Material supplied ->
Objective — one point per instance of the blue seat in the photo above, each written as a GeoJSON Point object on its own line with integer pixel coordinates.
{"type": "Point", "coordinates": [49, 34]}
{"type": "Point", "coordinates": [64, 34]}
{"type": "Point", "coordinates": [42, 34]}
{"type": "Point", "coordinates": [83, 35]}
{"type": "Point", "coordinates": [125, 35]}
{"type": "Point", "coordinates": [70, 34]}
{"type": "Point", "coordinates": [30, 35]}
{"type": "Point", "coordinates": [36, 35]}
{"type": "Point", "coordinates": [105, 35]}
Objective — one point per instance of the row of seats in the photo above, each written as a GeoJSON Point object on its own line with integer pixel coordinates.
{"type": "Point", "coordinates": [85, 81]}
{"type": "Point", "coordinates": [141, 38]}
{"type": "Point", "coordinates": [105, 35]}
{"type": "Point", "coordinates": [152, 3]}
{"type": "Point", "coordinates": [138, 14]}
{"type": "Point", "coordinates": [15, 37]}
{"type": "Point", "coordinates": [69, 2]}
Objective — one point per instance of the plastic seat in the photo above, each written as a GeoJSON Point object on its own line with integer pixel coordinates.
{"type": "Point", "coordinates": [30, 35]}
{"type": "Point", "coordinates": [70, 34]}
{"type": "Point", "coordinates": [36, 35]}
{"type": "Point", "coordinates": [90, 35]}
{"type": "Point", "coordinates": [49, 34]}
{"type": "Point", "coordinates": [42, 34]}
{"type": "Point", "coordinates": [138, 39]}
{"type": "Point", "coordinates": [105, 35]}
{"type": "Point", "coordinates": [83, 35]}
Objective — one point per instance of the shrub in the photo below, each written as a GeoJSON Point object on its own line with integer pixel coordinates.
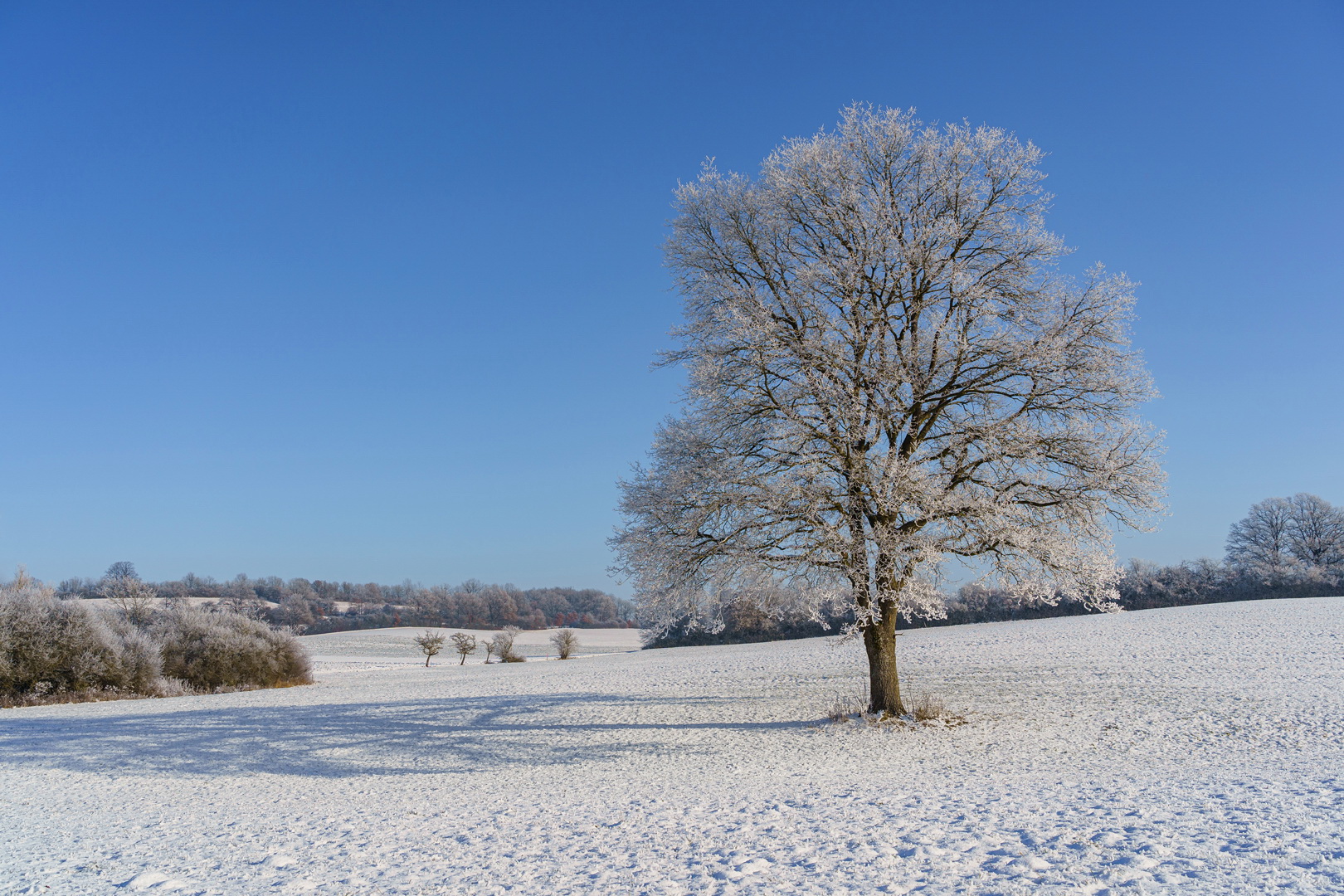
{"type": "Point", "coordinates": [465, 646]}
{"type": "Point", "coordinates": [50, 646]}
{"type": "Point", "coordinates": [212, 650]}
{"type": "Point", "coordinates": [503, 645]}
{"type": "Point", "coordinates": [431, 645]}
{"type": "Point", "coordinates": [565, 641]}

Exercise instructions ->
From the first line to the last, set down the records exactly, leaving out images.

Exercise response ->
Objective — one point per instance of the blue seat in the photo above, each written as a GeoJSON Point object on its own line with integer pixel coordinates.
{"type": "Point", "coordinates": [49, 34]}
{"type": "Point", "coordinates": [64, 34]}
{"type": "Point", "coordinates": [42, 34]}
{"type": "Point", "coordinates": [83, 35]}
{"type": "Point", "coordinates": [125, 35]}
{"type": "Point", "coordinates": [70, 34]}
{"type": "Point", "coordinates": [30, 35]}
{"type": "Point", "coordinates": [36, 35]}
{"type": "Point", "coordinates": [105, 35]}
Objective — one point per instance of the row of seats in the photo above, each written as a GeoJSON Point object on its own line with integer pixel coordinates.
{"type": "Point", "coordinates": [85, 81]}
{"type": "Point", "coordinates": [141, 38]}
{"type": "Point", "coordinates": [105, 35]}
{"type": "Point", "coordinates": [152, 3]}
{"type": "Point", "coordinates": [138, 14]}
{"type": "Point", "coordinates": [15, 37]}
{"type": "Point", "coordinates": [69, 2]}
Objective — one point per instance of the plastic seat in the photo above, each written as a GeoJSON Point object on its own line with integer pixel coordinates.
{"type": "Point", "coordinates": [30, 35]}
{"type": "Point", "coordinates": [70, 34]}
{"type": "Point", "coordinates": [36, 35]}
{"type": "Point", "coordinates": [90, 35]}
{"type": "Point", "coordinates": [49, 34]}
{"type": "Point", "coordinates": [42, 34]}
{"type": "Point", "coordinates": [138, 39]}
{"type": "Point", "coordinates": [105, 35]}
{"type": "Point", "coordinates": [83, 35]}
Objective — one point per instance of the shrub in the photo below, each written as a GeoJSON Point object on its own line with integer pixel coordinates.
{"type": "Point", "coordinates": [465, 646]}
{"type": "Point", "coordinates": [50, 646]}
{"type": "Point", "coordinates": [212, 650]}
{"type": "Point", "coordinates": [503, 645]}
{"type": "Point", "coordinates": [431, 645]}
{"type": "Point", "coordinates": [565, 641]}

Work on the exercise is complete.